Герцен молчал о политике, опасаясь разрушить дружбу, и находил, что с этой стороны одиночество его продолжается. «Жизнь, – говорил он о себе, – несмотря на любовь, дружбу, разговор и письма, все же не давала мне достаточно жизни». Он скучал. Ведь еще и теперь, через шестьдесят лет, умный человек не всегда знает, что ему делать в провинции, и не способен переварить пустоты и однообразия ее существования. Поневоле он рвется на огонь, в столицу, где если не очень много хорошего, зато много возможностей хорошего, много ожиданий и не меньше иллюзий. Цезарь был, вероятно, не совсем искренен, уверяя, что предпочел бы первое место в деревне второму в Риме. Для Цезарей – в деревне нет места…
* * *Полные отчаяния и тоски письма Натальи Александровны продолжали приходить. Остановимся еще немного на этом романе, исполненном поэзии и правды жизни.
Ее жених – полковник – понравился всем. Сенатор его ласкал, отец Герцена находил, что «лучше жениха нельзя ждать и желать не должно». Княгиня ничего не говорила прямо, но притесняла все больше и торопила дело. Девушка пробовала прикидываться при женихе совершенной дурочкой, думая, что этим отстращает его. Нисколько, он продолжал ездить чаще и чаще.
«Вчера, – пишет она, – была у меня Эмилия, вот что она сказала: „Если бы я услышала, что ты умерла, я бы с радостью перекрестилась и поблагодарила бы Бога“. Она права во многом, но не совсем; душа ее, живущая одним горем, поняла вполне страдания моей души, но блаженство, которым ее наполняет любовь, едва ли ей доступно».
Княгиня, несмотря на препятствия, не унывала.
«Желая очистить свою совесть, она призвала священника, знакомого с полковником, и спрашивала его, не грех ли будет отдать меня насильно? Священник сказал, что будет даже богоугодно пристроить сироту. Я пошла за своим духовником и открыла ему все».
Полковник оказался, однако, благороднее, чем его считали. Как ни скрывали и ни маскировали обстоятельств дела, он не мог не увидеть решительного отвращения невесты: он стал реже ездить, сказался больным, заикнулся даже о прибавке приданого. Княгиня очень рассердилась, но пошла и на это унижение: она давала еще свою подмосковную. Этой уступки, кажется, полковник не ждал, потому что после нее совершенно скрылся.
Месяца два прошли тихо. Вдруг разнеслась весть о переводе Герцена во Владимир. Тогда княгиня сделала последний отчаянный опыт сватовства. У одной из ее знакомых был сын – офицер, только что возвратившийся с Кавказа; он был молод, образован и весьма порядочный человек. Княгиня, откинув спесь, сама предложила его сестре «прозондировать» брата, не хочет ли он посвататься.

__Задание 1__
Выберите из списка все строки, где встречается слово «green», с учётом регистра букв.
Текст и список взяты из разных источников.

__Выдержки из списка__
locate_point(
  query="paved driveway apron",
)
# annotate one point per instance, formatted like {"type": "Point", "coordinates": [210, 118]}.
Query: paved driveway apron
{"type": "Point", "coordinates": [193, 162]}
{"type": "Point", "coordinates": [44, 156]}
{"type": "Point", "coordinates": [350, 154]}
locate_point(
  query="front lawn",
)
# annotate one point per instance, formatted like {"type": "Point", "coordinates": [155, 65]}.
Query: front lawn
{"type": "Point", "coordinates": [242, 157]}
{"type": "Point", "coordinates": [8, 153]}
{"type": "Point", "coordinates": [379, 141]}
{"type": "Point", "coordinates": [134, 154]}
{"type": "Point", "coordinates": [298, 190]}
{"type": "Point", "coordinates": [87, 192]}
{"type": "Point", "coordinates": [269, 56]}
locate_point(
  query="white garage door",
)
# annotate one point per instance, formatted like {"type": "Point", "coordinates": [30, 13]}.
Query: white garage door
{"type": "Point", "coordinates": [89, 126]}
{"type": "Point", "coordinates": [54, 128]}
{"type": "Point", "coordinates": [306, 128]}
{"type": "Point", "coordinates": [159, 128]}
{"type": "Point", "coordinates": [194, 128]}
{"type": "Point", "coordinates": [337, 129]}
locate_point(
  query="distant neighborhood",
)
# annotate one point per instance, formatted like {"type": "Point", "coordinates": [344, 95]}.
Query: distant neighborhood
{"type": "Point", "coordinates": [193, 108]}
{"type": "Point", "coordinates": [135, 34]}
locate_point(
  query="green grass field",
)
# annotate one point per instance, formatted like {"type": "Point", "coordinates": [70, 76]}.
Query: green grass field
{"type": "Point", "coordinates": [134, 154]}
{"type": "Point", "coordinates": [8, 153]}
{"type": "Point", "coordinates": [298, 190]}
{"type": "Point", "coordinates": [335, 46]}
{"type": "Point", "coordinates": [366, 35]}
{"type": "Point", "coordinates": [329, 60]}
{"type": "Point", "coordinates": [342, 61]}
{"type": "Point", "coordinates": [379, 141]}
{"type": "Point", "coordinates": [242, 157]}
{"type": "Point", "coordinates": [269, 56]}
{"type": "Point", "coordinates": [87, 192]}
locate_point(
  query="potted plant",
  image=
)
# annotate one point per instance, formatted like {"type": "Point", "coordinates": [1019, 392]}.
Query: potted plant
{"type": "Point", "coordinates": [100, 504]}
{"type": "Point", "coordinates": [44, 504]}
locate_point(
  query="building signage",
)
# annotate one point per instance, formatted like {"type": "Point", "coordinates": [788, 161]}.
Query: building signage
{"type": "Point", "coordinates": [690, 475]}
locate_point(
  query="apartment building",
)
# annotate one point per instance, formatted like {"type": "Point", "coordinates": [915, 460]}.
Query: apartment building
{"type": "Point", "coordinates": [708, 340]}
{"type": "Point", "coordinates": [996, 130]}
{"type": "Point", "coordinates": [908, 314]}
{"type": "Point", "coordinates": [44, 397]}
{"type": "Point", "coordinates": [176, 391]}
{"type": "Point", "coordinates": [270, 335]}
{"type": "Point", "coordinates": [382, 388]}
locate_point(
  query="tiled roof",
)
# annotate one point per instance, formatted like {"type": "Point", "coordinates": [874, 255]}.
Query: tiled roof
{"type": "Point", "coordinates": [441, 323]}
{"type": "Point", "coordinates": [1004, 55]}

__Задание 2__
Перечислите все географические названия, упомянутые в исходном тексте.

__Верный ответ 1__
  query="green grass field",
Query: green grass field

__Верный ответ 2__
Рим, Владимир, Кавказ.